→ Exercise: Rewrite the excerpt below about biblical womanhood, starting with "That was all" and going on through "over it all.". Replace "pulpit" with "lectern".

──────── Page extract ────────

In other words, I do feel substantially equipped to read what Ms. Evans is saying, understand where she is coming from, and consider what she is saying. It’s not like I live in a hut in Appalachia, sitting in the back row of church with my hands folded, meekly toting up the moments until I can rush home and get dinner on the table for twenty and then bowing before all the men in the room before retiring to the kitchen to do up all the dishes. ‘How can I serve you today, dear Husband,’ is not usually on my lips.

That was all part one. I’m black enough to criticize. No wait, that was some other controversy.

Part Two is that it all comes down to the bible. Biblical Womanhood would have to, wouldn’t it. But I say that on a more basic, fundamental level. As I read along, rather than feeling very angry, as I expected to, I felt desperately sad. This book–well written, funny, coherent as it is–unwittingly exposes what has happened to the church over the last fifty or more years. And that is that the word of God, preached comprehensively and coherently from a pulpit, yay even by a man, was frittered away for self help, right action, proper culture, being a better person, for (to apply those haunting and indicting words) moral therapeutic deism, usually with a hefty shellacking of legalism lathered loving all over it all.

──────── Data ────────

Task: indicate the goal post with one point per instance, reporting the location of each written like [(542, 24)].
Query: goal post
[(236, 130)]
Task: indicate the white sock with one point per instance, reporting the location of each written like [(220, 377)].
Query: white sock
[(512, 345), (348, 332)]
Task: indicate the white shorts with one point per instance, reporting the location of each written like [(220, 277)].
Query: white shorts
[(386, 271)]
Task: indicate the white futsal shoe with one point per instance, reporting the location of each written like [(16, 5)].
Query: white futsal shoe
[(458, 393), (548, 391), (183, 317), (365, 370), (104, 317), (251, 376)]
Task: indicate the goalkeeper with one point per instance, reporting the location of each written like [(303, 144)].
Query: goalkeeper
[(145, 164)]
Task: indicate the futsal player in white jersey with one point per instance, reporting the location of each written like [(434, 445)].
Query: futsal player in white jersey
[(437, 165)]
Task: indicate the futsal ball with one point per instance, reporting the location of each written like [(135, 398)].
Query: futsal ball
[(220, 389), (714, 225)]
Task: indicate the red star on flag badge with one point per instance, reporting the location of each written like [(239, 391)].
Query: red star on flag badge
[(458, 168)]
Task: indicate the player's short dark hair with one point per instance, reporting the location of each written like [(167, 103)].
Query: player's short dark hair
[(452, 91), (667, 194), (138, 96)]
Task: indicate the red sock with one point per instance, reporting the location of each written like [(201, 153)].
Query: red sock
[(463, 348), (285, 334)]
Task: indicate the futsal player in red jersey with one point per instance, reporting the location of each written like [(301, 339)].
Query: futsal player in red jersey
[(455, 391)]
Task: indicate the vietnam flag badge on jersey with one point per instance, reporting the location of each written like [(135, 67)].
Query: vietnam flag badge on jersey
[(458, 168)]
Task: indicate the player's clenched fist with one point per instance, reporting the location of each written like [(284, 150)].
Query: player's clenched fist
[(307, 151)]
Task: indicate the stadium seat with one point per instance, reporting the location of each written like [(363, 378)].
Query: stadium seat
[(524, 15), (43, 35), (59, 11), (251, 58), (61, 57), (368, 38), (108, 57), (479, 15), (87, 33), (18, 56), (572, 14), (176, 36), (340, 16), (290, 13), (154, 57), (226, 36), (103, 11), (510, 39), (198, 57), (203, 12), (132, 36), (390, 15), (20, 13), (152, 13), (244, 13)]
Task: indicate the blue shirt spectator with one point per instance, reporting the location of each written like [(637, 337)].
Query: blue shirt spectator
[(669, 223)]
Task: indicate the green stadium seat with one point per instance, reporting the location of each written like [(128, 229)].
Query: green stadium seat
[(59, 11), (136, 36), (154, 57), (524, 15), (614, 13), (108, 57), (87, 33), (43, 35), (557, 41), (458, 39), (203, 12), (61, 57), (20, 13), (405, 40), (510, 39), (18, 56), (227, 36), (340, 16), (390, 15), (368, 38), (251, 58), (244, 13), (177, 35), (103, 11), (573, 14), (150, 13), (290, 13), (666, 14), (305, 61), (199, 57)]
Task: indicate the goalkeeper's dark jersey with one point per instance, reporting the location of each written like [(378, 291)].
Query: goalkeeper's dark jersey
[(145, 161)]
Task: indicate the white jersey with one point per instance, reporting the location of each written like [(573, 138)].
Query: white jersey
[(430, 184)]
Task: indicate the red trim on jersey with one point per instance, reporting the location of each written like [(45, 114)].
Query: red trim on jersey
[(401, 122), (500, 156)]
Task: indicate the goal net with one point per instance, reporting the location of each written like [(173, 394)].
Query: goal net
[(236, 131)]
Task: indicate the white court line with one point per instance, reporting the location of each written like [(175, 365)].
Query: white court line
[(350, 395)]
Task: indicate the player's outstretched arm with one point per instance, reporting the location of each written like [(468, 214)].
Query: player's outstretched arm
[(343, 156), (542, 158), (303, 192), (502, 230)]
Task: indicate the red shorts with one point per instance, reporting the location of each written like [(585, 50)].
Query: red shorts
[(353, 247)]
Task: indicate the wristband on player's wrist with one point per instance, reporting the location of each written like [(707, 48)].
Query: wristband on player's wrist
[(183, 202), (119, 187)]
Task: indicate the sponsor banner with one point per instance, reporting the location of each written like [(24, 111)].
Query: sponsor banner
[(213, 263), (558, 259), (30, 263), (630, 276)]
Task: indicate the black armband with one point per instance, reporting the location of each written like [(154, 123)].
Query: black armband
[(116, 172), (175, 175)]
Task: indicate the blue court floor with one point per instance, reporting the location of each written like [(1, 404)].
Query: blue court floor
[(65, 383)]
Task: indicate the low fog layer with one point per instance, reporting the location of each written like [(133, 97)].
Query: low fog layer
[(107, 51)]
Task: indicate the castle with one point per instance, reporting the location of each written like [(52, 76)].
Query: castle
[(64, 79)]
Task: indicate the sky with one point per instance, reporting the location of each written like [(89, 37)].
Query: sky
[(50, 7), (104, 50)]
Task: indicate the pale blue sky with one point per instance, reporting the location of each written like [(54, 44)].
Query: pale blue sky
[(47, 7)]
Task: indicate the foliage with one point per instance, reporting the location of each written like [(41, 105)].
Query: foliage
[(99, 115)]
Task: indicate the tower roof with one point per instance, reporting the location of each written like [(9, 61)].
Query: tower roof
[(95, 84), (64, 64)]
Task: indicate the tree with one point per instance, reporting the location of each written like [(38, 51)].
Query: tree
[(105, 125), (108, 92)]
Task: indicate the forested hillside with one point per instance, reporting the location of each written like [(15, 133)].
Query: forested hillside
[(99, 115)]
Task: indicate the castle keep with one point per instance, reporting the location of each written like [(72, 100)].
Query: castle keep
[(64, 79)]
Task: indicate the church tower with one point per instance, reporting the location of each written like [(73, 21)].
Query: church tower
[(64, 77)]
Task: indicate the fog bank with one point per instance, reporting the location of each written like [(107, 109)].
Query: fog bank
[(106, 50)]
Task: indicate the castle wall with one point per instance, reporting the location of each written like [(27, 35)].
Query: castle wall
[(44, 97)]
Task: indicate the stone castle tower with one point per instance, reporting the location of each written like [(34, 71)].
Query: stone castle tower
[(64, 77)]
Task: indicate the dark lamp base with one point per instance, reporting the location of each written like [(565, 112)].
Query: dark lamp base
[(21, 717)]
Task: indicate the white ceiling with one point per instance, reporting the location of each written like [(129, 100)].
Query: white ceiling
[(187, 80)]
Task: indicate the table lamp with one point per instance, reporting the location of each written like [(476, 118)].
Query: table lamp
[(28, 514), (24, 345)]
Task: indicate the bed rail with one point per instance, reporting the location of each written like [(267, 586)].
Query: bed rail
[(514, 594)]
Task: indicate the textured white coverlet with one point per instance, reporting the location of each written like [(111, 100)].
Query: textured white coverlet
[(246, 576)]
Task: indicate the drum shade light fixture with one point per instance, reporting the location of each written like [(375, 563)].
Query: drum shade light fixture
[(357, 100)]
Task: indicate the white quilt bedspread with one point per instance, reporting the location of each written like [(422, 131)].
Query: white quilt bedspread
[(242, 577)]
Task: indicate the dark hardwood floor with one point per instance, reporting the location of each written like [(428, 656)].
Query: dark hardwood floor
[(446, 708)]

────────

→ Task solution:
That was all part one. I’m black enough to criticize. No wait, that was some other controversy.

Part Two is that it all comes down to the bible. Biblical Womanhood would have to, wouldn’t it. But I say that on a more basic, fundamental level. As I read along, rather than feeling very angry, as I expected to, I felt desperately sad. This book–well written, funny, coherent as it is–unwittingly exposes what has happened to the church over the last fifty or more years. And that is that the word of God, preached comprehensively and coherently from a lectern, yay even by a man, was frittered away for self help, right action, proper culture, being a better person, for (to apply those haunting and indicting words) moral therapeutic deism, usually with a hefty shellacking of legalism lathered loving all over it all.